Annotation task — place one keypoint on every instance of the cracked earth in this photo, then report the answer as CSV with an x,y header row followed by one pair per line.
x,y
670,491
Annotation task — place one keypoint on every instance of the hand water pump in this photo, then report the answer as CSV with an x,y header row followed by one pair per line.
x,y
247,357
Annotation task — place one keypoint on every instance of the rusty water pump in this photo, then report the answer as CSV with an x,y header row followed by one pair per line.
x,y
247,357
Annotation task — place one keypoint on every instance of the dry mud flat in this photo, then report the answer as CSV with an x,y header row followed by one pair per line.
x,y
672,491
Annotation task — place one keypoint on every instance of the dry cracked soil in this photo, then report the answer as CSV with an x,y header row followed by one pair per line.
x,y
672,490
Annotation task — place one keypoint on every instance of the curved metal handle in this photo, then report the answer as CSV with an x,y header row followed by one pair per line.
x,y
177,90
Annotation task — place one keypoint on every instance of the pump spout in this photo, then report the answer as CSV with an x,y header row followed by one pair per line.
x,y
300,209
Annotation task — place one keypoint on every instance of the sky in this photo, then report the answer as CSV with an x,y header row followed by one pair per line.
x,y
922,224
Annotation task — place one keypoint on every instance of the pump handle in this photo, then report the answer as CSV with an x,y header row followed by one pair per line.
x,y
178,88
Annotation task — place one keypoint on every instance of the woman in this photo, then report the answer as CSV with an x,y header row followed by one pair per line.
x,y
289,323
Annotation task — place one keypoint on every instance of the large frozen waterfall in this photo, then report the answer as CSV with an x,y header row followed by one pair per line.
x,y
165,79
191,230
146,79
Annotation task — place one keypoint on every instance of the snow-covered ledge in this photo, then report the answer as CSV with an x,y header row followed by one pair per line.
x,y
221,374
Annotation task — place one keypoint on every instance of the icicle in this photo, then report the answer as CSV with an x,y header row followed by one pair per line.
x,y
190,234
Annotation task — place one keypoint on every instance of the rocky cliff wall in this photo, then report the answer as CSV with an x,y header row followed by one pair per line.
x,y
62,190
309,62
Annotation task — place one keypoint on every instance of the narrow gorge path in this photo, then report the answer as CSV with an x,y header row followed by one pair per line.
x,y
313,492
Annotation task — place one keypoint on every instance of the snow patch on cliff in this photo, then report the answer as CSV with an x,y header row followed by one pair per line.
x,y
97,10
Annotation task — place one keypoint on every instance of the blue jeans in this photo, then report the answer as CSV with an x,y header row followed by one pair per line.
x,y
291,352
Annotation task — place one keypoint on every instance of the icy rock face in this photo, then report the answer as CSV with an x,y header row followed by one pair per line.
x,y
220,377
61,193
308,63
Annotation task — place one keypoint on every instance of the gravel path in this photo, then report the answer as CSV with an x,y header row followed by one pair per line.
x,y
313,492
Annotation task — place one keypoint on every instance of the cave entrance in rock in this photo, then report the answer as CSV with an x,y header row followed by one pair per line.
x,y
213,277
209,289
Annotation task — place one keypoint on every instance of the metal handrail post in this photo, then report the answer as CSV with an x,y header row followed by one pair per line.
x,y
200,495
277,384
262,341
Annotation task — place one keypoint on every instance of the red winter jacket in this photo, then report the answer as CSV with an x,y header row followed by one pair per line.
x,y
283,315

> Problem requirements
From the line that contains "the snow patch" down to the final line of the entries, print every line exactly as it is, and only those lines.

> Exercise answer
Annotation task — place one keypoint on every instance of the snow patch on cliff in this photo, then report the answer as CSV with an x,y header row followed by one pair per line.
x,y
97,10
Annotation task — place one keypoint on every instance of the blue jeans in this photo, then report the answer as CSV with an x,y header row followed by one pair per line.
x,y
291,352
Annotation task — place one keypoint on every instance of the icy rock face in this photo, then report the answer as CSV with an x,y header row followed by one pair per line.
x,y
220,377
61,193
308,63
Annotation task — place one keypoint on every instance of the gravel path in this photo, then report the answer as CSV with an x,y header row followed by one pair per line.
x,y
313,492
Annotation task — place one keypoint on every instance of the cave entrance in rock in this photo, then report the answer as CSV with an x,y header row followed by one pair per line.
x,y
213,277
209,289
Annotation task — place one keypoint on every instance of the metal handrail post in this photo, then report the answer as CSV with an x,y header row followed by one pair per line.
x,y
200,495
277,384
262,341
Annotation task — place one keypoint on every instance of the red winter jacket in this photo, then report the answer as CSV with an x,y header row followed by one pair per line.
x,y
283,315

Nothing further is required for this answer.